* **Extract to read**

'''

University of Florida Health pediatric oncologist John A. Ligon, M.D., has been awarded a $600,000 grant from the V Foundation for Cancer Research to study a personalized immunotherapy vaccine to treat relapsed pediatric osteosarcoma.
Ligon’s study, titled “Leveraging RNA-lipid Nanoparticle Vaccines to Induce Immune Response in Metastatic Pulmonary Osteosarcoma,” will use a nanoparticle vaccine originally developed by Elias Sayour, M.D., Ph.D., an associate professor of neurosurgery and pediatrics in UF’s College of Medicine, to treat brain tumors. Sayour is undertaking a clinical trial funded by a National Institutes of Health R01 grant to test the vaccine.
“We are expanding the trial to treat even more patients and will use this grant to open a new arm for patients with unresectable tumors,” said Ligon, assistant professor in the department of pediatrics. “Nanoparticle vaccines are personalized vaccines derived from the patient’s own tumor, so they are not restricted to one disease type. It’s a really exciting platform — there are limitless possibilities for other types of cancer.”

'''

* **Study material**
'''

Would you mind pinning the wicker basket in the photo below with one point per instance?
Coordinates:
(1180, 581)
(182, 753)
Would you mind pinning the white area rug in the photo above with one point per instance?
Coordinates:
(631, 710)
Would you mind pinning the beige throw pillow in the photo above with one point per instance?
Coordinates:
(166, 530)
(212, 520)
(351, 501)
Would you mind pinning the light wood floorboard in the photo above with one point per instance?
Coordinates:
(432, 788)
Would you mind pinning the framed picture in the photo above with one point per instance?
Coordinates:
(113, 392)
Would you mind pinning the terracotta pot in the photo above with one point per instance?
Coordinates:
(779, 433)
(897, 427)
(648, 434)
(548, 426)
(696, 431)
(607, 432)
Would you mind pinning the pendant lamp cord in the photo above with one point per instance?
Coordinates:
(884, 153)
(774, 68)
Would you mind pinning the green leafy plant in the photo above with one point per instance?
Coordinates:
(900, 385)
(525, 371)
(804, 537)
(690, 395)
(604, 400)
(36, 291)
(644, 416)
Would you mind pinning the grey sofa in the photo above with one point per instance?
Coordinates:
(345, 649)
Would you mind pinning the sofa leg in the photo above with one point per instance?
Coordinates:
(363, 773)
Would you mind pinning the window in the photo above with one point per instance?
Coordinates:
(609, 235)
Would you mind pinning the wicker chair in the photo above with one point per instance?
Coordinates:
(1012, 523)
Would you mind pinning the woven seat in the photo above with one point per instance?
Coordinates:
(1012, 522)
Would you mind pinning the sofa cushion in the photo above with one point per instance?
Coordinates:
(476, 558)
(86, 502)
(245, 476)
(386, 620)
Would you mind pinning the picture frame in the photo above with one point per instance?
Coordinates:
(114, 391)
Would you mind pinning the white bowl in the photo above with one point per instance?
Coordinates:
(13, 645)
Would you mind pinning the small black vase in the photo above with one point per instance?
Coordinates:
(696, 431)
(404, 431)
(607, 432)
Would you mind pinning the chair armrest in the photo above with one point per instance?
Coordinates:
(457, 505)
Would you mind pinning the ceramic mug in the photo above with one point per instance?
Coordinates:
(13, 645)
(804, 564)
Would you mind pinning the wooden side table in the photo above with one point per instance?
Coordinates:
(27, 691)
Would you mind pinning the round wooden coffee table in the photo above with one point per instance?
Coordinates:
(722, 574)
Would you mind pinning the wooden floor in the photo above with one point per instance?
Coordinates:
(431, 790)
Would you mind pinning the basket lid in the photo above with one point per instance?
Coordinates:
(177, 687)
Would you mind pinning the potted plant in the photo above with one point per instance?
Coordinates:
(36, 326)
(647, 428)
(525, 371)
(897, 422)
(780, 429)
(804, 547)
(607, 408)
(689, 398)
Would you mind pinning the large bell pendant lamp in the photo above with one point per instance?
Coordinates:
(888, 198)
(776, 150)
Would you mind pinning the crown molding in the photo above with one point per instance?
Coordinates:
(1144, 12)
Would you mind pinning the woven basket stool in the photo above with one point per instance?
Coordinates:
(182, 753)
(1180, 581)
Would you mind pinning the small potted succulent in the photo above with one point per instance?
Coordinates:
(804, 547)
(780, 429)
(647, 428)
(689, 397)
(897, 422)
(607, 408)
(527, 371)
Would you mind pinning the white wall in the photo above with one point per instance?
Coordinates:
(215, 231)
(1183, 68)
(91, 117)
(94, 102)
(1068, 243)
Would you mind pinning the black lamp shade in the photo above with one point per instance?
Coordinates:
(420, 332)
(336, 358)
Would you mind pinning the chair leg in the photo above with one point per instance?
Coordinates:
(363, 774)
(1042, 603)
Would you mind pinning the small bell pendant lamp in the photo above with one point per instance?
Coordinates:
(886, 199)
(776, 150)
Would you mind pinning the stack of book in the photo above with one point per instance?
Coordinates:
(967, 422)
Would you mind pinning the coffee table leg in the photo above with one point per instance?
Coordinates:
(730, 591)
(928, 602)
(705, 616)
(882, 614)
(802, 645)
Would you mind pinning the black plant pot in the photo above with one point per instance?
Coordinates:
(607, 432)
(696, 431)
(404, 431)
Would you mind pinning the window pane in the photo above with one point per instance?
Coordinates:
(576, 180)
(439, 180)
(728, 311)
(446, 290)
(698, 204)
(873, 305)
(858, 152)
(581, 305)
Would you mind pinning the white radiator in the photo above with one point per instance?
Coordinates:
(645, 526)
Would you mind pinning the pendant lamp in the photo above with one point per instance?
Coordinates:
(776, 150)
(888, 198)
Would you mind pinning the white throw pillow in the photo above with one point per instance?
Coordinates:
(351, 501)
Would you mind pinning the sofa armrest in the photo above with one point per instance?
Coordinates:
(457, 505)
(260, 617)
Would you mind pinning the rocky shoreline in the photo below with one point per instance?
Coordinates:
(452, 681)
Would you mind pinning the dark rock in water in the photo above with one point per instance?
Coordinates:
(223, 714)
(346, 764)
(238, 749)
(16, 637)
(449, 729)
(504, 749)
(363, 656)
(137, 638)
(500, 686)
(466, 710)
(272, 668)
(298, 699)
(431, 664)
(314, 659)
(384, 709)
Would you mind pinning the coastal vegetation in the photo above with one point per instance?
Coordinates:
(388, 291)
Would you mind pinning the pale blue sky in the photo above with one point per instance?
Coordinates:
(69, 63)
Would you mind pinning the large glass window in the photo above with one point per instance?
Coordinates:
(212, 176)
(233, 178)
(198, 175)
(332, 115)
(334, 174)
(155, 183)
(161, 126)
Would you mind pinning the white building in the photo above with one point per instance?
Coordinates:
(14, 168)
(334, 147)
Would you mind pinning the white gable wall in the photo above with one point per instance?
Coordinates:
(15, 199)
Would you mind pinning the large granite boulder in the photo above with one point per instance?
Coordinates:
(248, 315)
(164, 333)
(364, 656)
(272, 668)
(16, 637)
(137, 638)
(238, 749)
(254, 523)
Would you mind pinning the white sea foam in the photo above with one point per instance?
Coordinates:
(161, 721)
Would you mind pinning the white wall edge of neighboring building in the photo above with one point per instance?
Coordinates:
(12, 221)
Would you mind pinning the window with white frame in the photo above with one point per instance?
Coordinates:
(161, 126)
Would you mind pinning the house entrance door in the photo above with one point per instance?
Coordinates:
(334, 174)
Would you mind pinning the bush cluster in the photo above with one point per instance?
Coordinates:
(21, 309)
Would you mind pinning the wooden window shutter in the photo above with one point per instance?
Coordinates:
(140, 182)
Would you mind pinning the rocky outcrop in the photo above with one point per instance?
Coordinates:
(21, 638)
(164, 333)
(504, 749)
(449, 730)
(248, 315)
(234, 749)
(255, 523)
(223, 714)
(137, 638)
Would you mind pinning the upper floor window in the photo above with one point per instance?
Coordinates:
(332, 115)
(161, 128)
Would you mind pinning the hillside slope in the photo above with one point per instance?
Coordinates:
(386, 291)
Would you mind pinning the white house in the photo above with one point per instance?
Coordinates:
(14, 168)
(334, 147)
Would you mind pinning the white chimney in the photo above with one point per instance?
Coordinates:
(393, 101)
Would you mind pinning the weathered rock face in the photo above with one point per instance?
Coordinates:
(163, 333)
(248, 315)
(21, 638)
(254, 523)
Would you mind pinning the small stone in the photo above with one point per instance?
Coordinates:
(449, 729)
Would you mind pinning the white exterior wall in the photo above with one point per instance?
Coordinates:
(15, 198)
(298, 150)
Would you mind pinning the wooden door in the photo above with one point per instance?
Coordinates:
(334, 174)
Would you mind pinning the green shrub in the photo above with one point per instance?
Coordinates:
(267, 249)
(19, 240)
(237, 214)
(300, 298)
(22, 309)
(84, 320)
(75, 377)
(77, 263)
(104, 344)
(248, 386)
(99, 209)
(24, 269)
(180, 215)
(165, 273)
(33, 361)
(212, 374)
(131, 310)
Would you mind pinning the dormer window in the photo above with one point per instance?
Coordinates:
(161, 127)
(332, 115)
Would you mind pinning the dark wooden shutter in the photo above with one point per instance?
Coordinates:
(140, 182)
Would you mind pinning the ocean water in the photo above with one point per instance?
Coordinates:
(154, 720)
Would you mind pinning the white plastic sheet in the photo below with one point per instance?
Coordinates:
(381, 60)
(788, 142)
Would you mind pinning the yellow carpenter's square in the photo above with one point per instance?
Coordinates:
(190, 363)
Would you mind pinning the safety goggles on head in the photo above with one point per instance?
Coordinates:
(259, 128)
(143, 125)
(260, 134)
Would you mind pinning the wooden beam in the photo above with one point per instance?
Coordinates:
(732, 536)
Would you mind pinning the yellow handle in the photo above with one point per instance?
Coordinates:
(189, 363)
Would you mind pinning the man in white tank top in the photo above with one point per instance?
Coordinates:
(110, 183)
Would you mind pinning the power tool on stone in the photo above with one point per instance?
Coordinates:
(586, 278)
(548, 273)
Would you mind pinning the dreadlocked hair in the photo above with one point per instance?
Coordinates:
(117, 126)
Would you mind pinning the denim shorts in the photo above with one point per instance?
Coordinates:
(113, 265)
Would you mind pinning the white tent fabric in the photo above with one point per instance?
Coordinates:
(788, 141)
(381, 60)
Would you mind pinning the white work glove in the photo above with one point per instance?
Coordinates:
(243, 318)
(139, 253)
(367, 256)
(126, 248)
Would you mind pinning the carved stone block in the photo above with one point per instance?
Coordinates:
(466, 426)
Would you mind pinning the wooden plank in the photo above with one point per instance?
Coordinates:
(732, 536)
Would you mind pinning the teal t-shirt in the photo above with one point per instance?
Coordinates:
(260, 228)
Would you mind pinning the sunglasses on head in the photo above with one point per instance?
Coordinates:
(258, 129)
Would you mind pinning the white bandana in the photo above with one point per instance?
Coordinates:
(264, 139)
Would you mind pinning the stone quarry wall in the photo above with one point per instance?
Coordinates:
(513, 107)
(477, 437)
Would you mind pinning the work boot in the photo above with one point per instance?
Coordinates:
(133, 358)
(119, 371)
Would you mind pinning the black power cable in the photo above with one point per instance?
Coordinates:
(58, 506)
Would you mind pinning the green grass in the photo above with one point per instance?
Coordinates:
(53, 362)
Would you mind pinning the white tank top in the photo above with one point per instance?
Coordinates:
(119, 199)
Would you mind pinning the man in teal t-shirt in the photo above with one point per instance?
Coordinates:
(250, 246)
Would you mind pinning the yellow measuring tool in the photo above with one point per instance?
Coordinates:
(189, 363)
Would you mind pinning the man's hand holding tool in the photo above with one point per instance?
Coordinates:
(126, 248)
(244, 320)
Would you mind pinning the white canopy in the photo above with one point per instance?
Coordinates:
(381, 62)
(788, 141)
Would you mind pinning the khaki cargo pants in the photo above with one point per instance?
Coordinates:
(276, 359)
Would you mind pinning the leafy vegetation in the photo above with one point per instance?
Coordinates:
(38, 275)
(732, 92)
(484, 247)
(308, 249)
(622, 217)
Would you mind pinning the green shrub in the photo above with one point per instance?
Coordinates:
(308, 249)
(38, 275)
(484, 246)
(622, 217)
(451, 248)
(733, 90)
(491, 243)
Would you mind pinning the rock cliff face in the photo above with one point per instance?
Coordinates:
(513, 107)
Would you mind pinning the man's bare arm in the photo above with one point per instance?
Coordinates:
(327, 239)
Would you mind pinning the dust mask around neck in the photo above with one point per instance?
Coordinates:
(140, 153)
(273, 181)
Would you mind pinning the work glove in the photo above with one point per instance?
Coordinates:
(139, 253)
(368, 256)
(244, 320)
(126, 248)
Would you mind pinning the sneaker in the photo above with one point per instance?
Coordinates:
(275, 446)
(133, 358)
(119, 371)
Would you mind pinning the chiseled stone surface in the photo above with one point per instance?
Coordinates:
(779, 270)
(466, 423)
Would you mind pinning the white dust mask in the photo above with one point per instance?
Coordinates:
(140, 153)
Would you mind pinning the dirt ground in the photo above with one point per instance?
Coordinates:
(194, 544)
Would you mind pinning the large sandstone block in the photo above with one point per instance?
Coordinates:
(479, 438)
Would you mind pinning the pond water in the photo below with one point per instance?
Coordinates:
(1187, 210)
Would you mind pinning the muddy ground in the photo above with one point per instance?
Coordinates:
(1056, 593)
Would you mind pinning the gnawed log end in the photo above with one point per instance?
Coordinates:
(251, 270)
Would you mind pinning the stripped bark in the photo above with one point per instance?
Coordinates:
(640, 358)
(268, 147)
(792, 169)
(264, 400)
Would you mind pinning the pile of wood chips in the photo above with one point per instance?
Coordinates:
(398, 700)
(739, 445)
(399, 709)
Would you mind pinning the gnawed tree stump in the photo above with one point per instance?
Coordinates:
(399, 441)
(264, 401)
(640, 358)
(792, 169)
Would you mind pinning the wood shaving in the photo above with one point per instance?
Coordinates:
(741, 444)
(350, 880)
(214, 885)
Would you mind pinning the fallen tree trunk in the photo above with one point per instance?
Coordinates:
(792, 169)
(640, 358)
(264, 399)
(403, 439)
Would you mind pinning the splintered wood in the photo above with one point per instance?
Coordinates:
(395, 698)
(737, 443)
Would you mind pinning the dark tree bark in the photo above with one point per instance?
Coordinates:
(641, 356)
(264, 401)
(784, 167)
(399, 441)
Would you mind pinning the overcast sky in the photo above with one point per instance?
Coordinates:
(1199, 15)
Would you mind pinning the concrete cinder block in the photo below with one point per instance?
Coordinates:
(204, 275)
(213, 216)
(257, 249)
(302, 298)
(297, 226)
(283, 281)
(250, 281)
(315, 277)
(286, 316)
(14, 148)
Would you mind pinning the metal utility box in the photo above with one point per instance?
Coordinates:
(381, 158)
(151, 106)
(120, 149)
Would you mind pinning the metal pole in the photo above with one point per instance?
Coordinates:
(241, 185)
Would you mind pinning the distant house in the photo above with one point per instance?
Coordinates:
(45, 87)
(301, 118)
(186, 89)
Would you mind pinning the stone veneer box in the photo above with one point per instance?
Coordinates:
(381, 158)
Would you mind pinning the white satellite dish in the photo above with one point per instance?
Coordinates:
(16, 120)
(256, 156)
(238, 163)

'''

* **Work request 1**
In the grant announcement, which organization awarded John A. Ligon his grant?
* **Work request 2**
Return the stretch of the grant announcement from "University of Florida" through "test the vaccine.", copied word for word.
* **Work request 3**
Based on the grant announcement, answer yes or no to each statement below, and quote the words that decide it.
(a) Sayour's clinical trial of the vaccine is funded by a National Institutes of Health R01 grant.
(b) The nanoparticle vaccine was first developed to treat osteosarcoma.
(c) Ligon is an associate professor of neurosurgery.

* **Your solution 1**
The V Foundation for Cancer Research.

* **Your solution 2**
University of Florida Health pediatric oncologist John A. Ligon, M.D., has been awarded a $600,000 grant from the V Foundation for Cancer Research to study a personalized immunotherapy vaccine to treat relapsed pediatric osteosarcoma.
Ligon’s study, titled “Leveraging RNA-lipid Nanoparticle Vaccines to Induce Immune Response in Metastatic Pulmonary Osteosarcoma,” will use a nanoparticle vaccine originally developed by Elias Sayour, M.D., Ph.D., an associate professor of neurosurgery and pediatrics in UF’s College of Medicine, to treat brain tumors. Sayour is undertaking a clinical trial funded by a National Institutes of Health R01 grant to test the vaccine.

* **Your solution 3**
(a) Yes: "Sayour is undertaking a clinical trial funded by a National Institutes of Health R01 grant to test the vaccine."
(b) No: "originally developed by Elias Sayour, M.D., Ph.D., an associate professor of neurosurgery and pediatrics in UF’s College of Medicine, to treat brain tumors"
(c) No: "said Ligon, assistant professor in the department of pediatrics"